We originally planned to meet each other for a flying-trapeze session at STREB, a performance academy in Williamsburg founded by the avant-garde choreographer Elizabeth Streb, who, according to a 2015 New Yorker profile, once accidentally set herself aflame while performing a “fire dance” for her girlfriend’s 40th birthday. (“When I came back to the party, the heterosexuals all said, ‘My boyfriend never did that for me,’” Streb told writer Alec Wilkinson.) After all, what could be a more perfect interview setting for an acrobatic queer musician whose last album was literally called Set My Heart on Fire Immediately? But as luck would have it, Hadreas fell ill and we had to pivot to Zoom, where we discussed his sexual fantasies, old Substack high jinks, and Streb lore. “I had no idea there was such a deep story,” he told me. “But I’m really into it.”

What is your relationship to your body these days? 

Well, since The Sun Still Burns Here, it’s become clear dance is where I can go to feel more embodied and connected. But when the routine and regimented rehearsal of it is gone, it’s up to me to do it myself. And whenever it’s up to me to do something helpful to myself, I’m unwilling, which is frustrating. I’d rather have a treat at home and watch TV.

Raw data:
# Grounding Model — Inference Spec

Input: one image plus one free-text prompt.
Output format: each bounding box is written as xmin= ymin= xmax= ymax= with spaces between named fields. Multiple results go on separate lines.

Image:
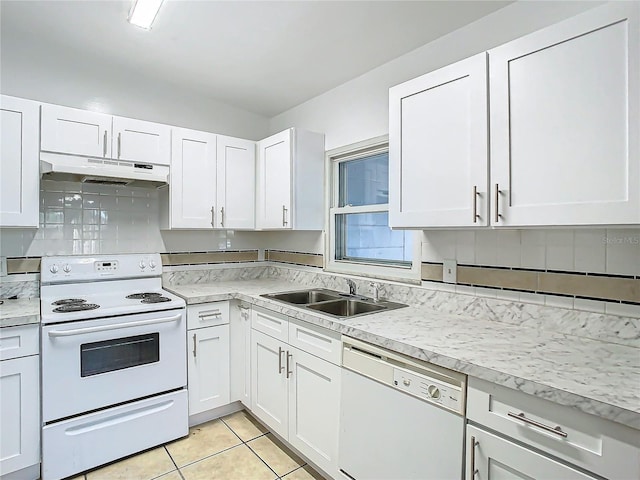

Directive 1:
Reproduce the stretch of the Hadreas interview from "What is your" through "and watch TV.".
Directive 2:
Write the next part of the interview with Hadreas, starting after its last sentence.

Task response 1:
What is your relationship to your body these days? 

Well, since The Sun Still Burns Here, it’s become clear dance is where I can go to feel more embodied and connected. But when the routine and regimented rehearsal of it is gone, it’s up to me to do it myself. And whenever it’s up to me to do something helpful to myself, I’m unwilling, which is frustrating. I’d rather have a treat at home and watch TV.

Task response 2:
You’re more resistant to dance when you’re not assigned an explicit creative project? 

I’m more afraid, honestly. When I first started performing and writing, I didn’t start willing — I was terrified, but it felt important to me, and I did it anyway. I still get anxious but I’m able to exist alongside of it.

Me and Kate, we continued to dance. It was just research, but also personal. And same with my friend Tate. And now all of us and my husband, Alan, are hopefully going to make a new piece, but informed by how we use and counterbalance each other. I think dance is going to inform everything forever. Even the acting in my videos feels like a somatic thing that I needed to go to.

What were some of your movement inspirations for this album?

Some references came from a Belgian dance company called Peeping Tom, but a lot of them were film scenes. They weren’t aesthetic references so much as about the dynamic between people. What I wanted the most was like the scene in The Piano Teacher, where she smells that rag in the porn theater. Or there’s this Polish movie where a detective is hearing his friend confess to killing a little girl. His friend is weeping hysterically, and he starts comforting him, and then they start to make out, and it’s just so unexpected. I have no idea what the director’s intentions are. It’s kind of everything at once, but it’s weirdly relieving to me.

With the record, like, I came in with a lot of ideas, but I was still trying to keep myself safe in some way. And then Cody Critcheloe, my director, and Natasha Newman-Thomas, my stylist, brought in things totally outside of my comfort zone. Like, “What if your jeans were really low and your pubes are fully out?” We just tried a bunch of things and saw what felt good. I didn’t want to serve at all. And I wanted that to be the serve.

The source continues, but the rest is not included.